• _Text to read_:
========================================================================
Ranking The Best Tailgate Games
Tailgating is a lifestyle. “I Tailgate With the Best” is one of the most popular Penn State-themed shirts, and every football Saturday includes tens of thousands of people using parking lots, intramural fields and fraternity yards to get smashed, grill, and, of course, compete.
Tailgate games are as integral a part of the experience as burgers and beers, and they allow you to release your inner competitor even if you won’t be on the field. The battle rages on at every gathering in State College, and many have their own opinions on which is best. We’re here to settle the debate once and for all. I present to you the definitive ranking of tailgate games.
7. Ladder Golf
Known to some as “ball and ladder game,” this game totally sucks ass. I can say with 100 percent certainty that nobody has ever had more fun playing the ball and ladder game than doing anything else at a tailgate. Adding charcoal to the grill? More fun. Trying to find a way to charge your phone before the game? More fun. Underage drinking arrest? Definitely more fun. The only legitimate argument for it is that it can be played with one hand, so it’s easy to drink while playing. This game is the worst, and the same people who use this as a cornerstone of their tailgate also probably work out to Daughtry songs. Don’t ever play ladder golf.
6. Beer Pong
Calling beer pong a tailgate game is just admitting to yourself that you didn’t want to go out and get the necessary materials for a real tailgate game, but you have an extra folding table and some cups. Everyone knows and loves beer pong, which some poor, unfortunate souls refer to as “beirut” because they were born under a bad sign. However, as enjoyable a party game as it is, beer pong does not make for the best tailgate game for a multitude of reasons. Typically, weather conditions aren’t the best during the late fall in State College. When the wind is whipping, trying to throw a ping pong ball into a plastic cup makes the insolvable chalkboard problem from Good Will Hunting look benign by comparison. Second, the ball is going to end up on the ground and it’s going to happen often. If you’re playing with beer in your cups, congrats, you’re drinking dirt beer. If you’re using water in your cups and drinking simultaneously, why the hell are you playing beer pong anyway? Who brings water pong to a tailgate anyway, you weirdo? Beer pong can be thrilling, especially games that go to redemption and chandelier-style overtimes. The middle of a parking lot or grass field on a windy morning, however, is not the ideal location.
5. Dizzy Bat
The ultimate spectator sport of tailgate games, dizzy bat is miserable for the person playing. Rules: Fill a dirty wiffle bat with beer, chug as fast as you can, and spin around in a circle using the bat as a base for as long as it took you to chug, then attempt to hit the can the beer originated from with said bat. While knocking a dinger certainly feels good, the immediate urge to sit down and take deep breaths that comes shortly thereafter does not. As entertaining as it is for everyone to watch you make an ass of yourself, dizzy bat is a one-man game that lasts only scant seconds (unless you’re really bad at it), and in the end falls behind more interactive games.
========================================================================
• _Material provided_:
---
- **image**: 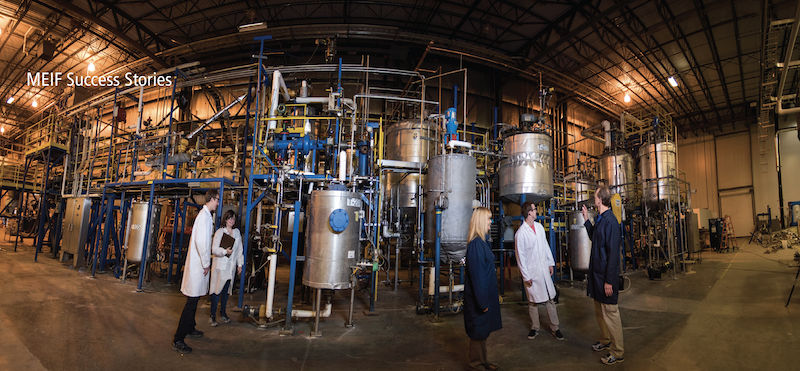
========================================================================
• _Task list_:
1. In the tailgate games ranking, shorten the paragraph that begins "The ultimate spectator sport" into a brief bulleted list that keeps its main facts.
2. Pick up the tailgate games ranking after its last sentence and keep it going in the same voice.
You can leave the lines above out of this work.

• _Final results_:
1.
- Dizzy bat is fun to watch but miserable for the person playing.
- Rules: fill a dirty wiffle bat with beer and chug it as fast as you can. Spin in a circle with the bat as a base for as long as the chug took. Then try to hit the beer's can with the bat.
- Landing a hit feels good, but the urge to sit down and breathe deeply that follows does not.
- It's a one-person game that lasts only seconds, so it ranks behind more interactive games.

2.
Here’s where the games go from bad to good. Before coming to Penn State, I had never heard of this. At first glance, it seemed like perhaps the stupidest thing in the world. As a matter of fact, it IS the stupidest thing in the world. That’s why it’s so awesome. First, get a large stump and some thick wood nails, then hammer the nails in a bit and have everyone claim one. Next, take turns spinning the hammer in the air, and, in one smooth motion, catch it and hit another person’s nail. Last one standing wins. Dangerous, simple, and ratchet as all hell. Plus, you can play with one hand, holding a beer in the other. Stump is fun for the whole family, by which I mean you should let children absolutely nowhere near this amazing death trap of a game. Stump loses points for requiring you to bring a god damn tree stump to your tailgate, for involving literally nothing safe, and for the fact that, once you’re out of nails, the game is over.
3. Beer Ball
Also a drinking game-turned-tailgate game, beer ball has multiple advantages over its cousin beer pong in this arena. For one, it involves chugging, which is up there with shotgunning and funneling in the holy trifecta of “ways to consume too much alcohol too quickly.” It removes the necessity for pouring the beer out or finding suitable plastic cups or lining up or arguing over racks or leans or anything. It also involves just a few items: a table, pong balls, and cans of beer. Place cans at each corner of the table, and take turns in teams of two throwing balls at the opposing team’s cans. When you hit the can, your partner begins to chug their beer for as long as it takes the other team to retrieve the pong ball and touch the table with it. Quick and ultra-competitive, beer ball is taken to another level of awesomeness/stupidity when you play full contact. Just make sure you’re in the grass fields when you do that.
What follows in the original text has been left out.